The listing is to be reproduced in full, with no character altered.

Exercise inputs below:

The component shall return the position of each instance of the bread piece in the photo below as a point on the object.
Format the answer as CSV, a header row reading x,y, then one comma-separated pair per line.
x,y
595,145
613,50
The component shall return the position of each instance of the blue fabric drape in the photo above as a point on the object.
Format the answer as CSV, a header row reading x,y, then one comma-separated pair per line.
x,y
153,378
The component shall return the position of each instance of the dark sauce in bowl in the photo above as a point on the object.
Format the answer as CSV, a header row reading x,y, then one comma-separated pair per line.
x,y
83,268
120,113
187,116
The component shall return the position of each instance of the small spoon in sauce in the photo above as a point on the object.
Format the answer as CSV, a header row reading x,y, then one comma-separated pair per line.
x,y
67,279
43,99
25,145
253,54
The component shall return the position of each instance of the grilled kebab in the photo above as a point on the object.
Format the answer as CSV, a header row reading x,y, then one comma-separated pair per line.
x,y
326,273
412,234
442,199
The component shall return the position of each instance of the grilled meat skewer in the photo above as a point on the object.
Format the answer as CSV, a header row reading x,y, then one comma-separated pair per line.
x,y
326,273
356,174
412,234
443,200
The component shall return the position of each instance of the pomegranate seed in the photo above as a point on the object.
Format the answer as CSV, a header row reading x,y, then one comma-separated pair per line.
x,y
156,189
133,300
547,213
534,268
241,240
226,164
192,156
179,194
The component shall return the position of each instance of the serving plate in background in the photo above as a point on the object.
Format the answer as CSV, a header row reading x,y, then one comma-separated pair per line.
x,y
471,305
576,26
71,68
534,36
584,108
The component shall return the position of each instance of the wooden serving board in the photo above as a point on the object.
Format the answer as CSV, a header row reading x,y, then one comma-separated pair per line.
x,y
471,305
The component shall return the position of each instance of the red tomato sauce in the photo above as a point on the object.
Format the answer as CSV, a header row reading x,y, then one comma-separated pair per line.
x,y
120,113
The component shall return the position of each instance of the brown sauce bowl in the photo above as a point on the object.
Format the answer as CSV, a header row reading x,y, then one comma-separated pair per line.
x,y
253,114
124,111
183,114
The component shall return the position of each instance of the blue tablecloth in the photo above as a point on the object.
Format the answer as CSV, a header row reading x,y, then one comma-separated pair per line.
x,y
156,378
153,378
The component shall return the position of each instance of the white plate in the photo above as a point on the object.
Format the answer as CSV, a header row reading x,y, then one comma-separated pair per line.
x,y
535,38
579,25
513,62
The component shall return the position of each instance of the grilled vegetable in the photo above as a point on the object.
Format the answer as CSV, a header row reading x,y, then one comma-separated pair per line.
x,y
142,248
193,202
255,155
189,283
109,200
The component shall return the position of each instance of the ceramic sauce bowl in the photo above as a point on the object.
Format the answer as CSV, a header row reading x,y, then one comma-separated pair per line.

End of Exercise inputs.

> _Result of this task_
The component shall return the position of each instance of the bread piece in the photo below as a point on the object.
Format the answer as CSV, a header row reading x,y, then one comma-separated pair per line.
x,y
595,145
613,50
The component shall return the position of each instance of the blue fabric drape in the photo above as a point on the object.
Format the answer as CSV, a header row reading x,y, then one comma-separated pair per line.
x,y
153,378
The component shall return the position of each instance of the dark sauce in bowl in the photo above as a point on the object.
Format the answer as CSV, a header row reading x,y, then one comma-separated pair per line.
x,y
83,268
120,113
187,116
The component shall return the position of each instance of the small spoon in sauce in the photo above as a point on the object.
Format the answer as CSV, a header row reading x,y, then one comma-separated pair per line.
x,y
67,279
43,99
25,145
253,54
The component shall return the position of each instance of the grilled kebab in the photo above as a point on the object.
Format the answer as CSV, a header row reading x,y, then one comma-separated pair per line.
x,y
326,273
412,234
442,199
The component shall return the position of each instance of the grilled meat skewer in the photo above as a point on the object.
Format the answer as CSV, a header row reading x,y, then one comma-separated pair per line.
x,y
326,273
356,174
412,234
443,200
The component shall return the position of each instance of the pomegranate seed in the photo above as a point on the object.
Format the answer as CSV, a header row reading x,y, then one comma-separated pair per line.
x,y
156,189
133,300
547,213
534,268
241,240
226,164
192,156
179,194
The component shall return the position of each instance of the serving plate in background in the photo above as a point on the object.
Format the answer as CSV, a header row reading x,y, then one comma-separated pair per line.
x,y
471,305
576,26
71,68
534,36
584,108
The component shall return the position of each instance of the wooden serving board in the photo above as a point on the object.
Format the answer as CSV, a header row reading x,y, then one comma-separated pair per line.
x,y
471,305
The component shall return the position of each instance of the red tomato sauce in the photo above as a point on the object.
Format the answer as CSV, a header row reading x,y, then one comma-separated pair per line.
x,y
120,113
The component shall return the position of each instance of the brown sauce bowl in the photo above as a point on the object.
Format the answer as CSV, a header row reading x,y, then one comma-separated pair per line.
x,y
253,114
124,111
183,114
The component shall return the position of each instance of the blue tablecloth in the photo above as a point on the object.
Format the answer as CSV, a header row reading x,y, then one comma-separated pair per line.
x,y
156,378
153,378
The component shall return the position of each instance of the white plate in the photo above as a point on the object.
Format the answer as CSV, a header row reading x,y, then one comma-separated pair per line.
x,y
535,38
579,25
513,62
The component shall return the position of each instance of the grilled vegetable in the photo above as a point on the object.
Format the answer as CSV, a header row reading x,y, then one comma-separated pair per line.
x,y
142,248
193,202
255,155
189,283
109,200
The component shall return the position of each instance of the ceramic sauce bowl in the photo above as a point on the object.
Format the answer as CSV, a header row reading x,y, then one comma-separated pair per line.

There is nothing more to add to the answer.